/ rails

Generating PDF files from HTML content

Although nowadays we have Email, SMS services integrated in most of web applications, sometimes there could be need of documentation for future reference which users may want to reuse later based on their need. Similar requirement we had in one of our web application where we wanted to provide option to user to generate single or bulk PDF files out of any HTML templates they have in their account. There was different features around the generation of PDF document but major work was involved in generation of PDF out of HTML which is also not difficult task when we have rich ruby gems for help.

There are multiple gems available for generating PDF files but identifying one out of those really depends on your exact requirement like what you want? and what you don't want? I also compared 3 different gems which are mostly used for PDF conversion in Ruby. I will briefly explain the key differences which I see in all 3 gems which I analysed, the gem which I used and then few tricks which I used in my PDF generation feature -

  1. Prawn -
    This is basically Ruby library for PDF generation. It's like complete DSL which can process text given by you with defined operations using DSL methods to generate PDF. It is very rich in it's features as it also has good support for fonts, images, vector drawing, graphics and many other things. The only thing which we can can't directly do with Prawn is HTML to PDF conversion. you can read about Prawn in detail here

  2. Wicked PDF -
    This gem can be used for HTML to PDF conversion as it has many ways to convert HTML content to PDF directly using utility methods which it provides. It depends on shell utility wkhtmltopdf . As it performs conversion at machine level, you have to be cautious regarding fonts, CSS and external javascript library which you are using as you have to provide absolute paths for all resources. It also provides few helpers for including stylesheets and javascript files with layouts.
    But if you want to use assets with Rails asset pipeline in your app then you might have to use gem helpers which base64 encodes your assets and add it inline to your page. It will be faster for small assets but for larger assets it may have performance issues which you might want to consider.

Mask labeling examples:
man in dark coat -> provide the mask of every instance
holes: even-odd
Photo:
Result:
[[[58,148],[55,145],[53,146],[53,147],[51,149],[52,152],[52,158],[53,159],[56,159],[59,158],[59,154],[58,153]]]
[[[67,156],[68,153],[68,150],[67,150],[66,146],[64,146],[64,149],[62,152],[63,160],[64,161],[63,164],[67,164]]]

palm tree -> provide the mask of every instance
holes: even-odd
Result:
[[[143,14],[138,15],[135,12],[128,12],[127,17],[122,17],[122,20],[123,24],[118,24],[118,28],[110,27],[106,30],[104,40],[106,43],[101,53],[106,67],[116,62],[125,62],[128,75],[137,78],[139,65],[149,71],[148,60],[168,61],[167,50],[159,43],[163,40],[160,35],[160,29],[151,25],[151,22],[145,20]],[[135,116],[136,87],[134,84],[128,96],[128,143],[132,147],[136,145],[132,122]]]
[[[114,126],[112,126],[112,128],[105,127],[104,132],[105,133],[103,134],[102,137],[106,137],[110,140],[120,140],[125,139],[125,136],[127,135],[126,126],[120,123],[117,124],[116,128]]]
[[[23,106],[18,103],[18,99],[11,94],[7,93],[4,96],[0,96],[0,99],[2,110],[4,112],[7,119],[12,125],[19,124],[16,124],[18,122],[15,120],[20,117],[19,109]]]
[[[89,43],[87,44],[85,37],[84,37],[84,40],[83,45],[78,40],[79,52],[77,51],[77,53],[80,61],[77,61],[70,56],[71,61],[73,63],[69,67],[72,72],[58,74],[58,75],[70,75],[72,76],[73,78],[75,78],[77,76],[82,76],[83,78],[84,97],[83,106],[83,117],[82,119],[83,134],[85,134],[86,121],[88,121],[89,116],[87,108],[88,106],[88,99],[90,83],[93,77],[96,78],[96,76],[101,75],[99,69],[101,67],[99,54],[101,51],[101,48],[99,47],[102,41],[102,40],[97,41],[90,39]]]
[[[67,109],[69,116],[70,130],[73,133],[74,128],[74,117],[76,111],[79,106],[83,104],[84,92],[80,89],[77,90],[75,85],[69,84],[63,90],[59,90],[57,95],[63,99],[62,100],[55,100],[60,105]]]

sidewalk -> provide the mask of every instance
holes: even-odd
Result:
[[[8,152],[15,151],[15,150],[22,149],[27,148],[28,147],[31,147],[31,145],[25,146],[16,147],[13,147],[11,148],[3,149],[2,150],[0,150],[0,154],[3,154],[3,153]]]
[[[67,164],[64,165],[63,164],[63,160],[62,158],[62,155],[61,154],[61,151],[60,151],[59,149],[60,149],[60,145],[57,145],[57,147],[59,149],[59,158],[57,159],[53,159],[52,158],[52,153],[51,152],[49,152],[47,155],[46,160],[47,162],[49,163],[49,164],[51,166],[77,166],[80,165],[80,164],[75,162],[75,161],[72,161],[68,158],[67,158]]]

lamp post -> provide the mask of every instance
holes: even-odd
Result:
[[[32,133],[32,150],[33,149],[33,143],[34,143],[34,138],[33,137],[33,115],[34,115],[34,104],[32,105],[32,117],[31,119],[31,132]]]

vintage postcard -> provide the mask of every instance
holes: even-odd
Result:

> [THE TASK]: According to the article on PDF generation, which shell utility does Wicked PDF depend on? These items come from a separate source unrelated to the article on PDF generation.

> [ANSWER]: Wicked PDF depends on wkhtmltopdf.